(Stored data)
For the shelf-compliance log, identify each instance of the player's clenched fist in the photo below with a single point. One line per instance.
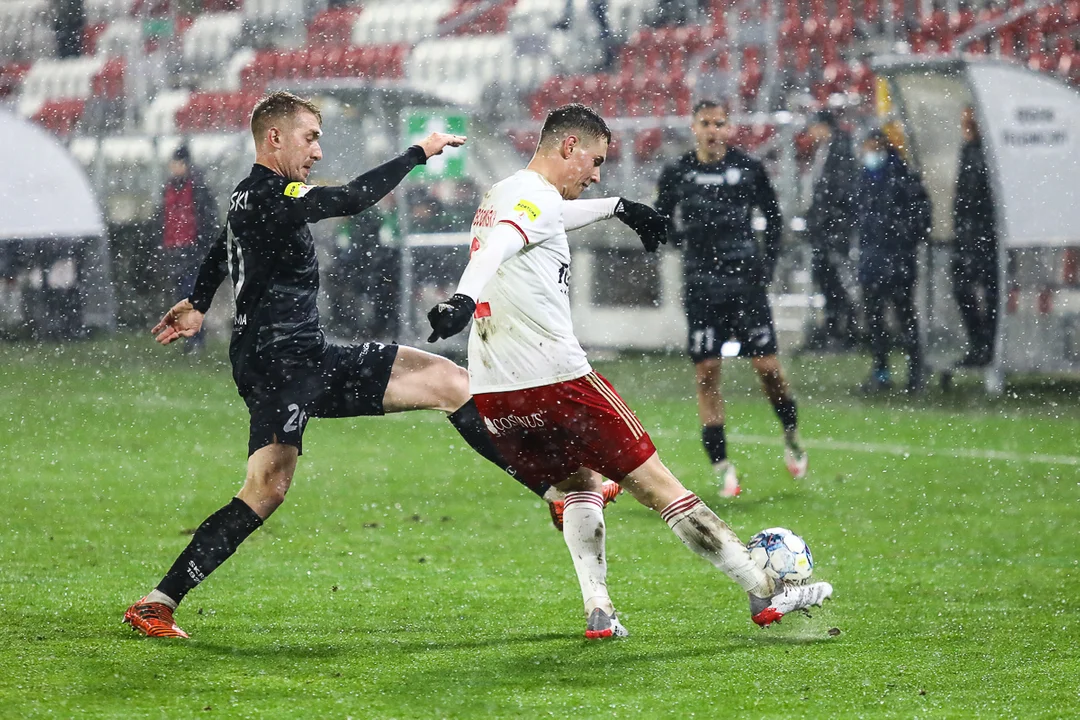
(449, 317)
(436, 141)
(650, 226)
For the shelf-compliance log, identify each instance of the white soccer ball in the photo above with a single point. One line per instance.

PROBLEM STATEMENT:
Copy the data above word for word, leaving out the pictures.

RESULT OF THIS TASK:
For the shelf-compliance log, identify each instance of the player's clenched fist in the photo below with a single point. One line per instance.
(449, 317)
(436, 141)
(650, 226)
For the shelf-compliance log, identify each instance of the white soccer ball in the photo above with a single point. One line per instance.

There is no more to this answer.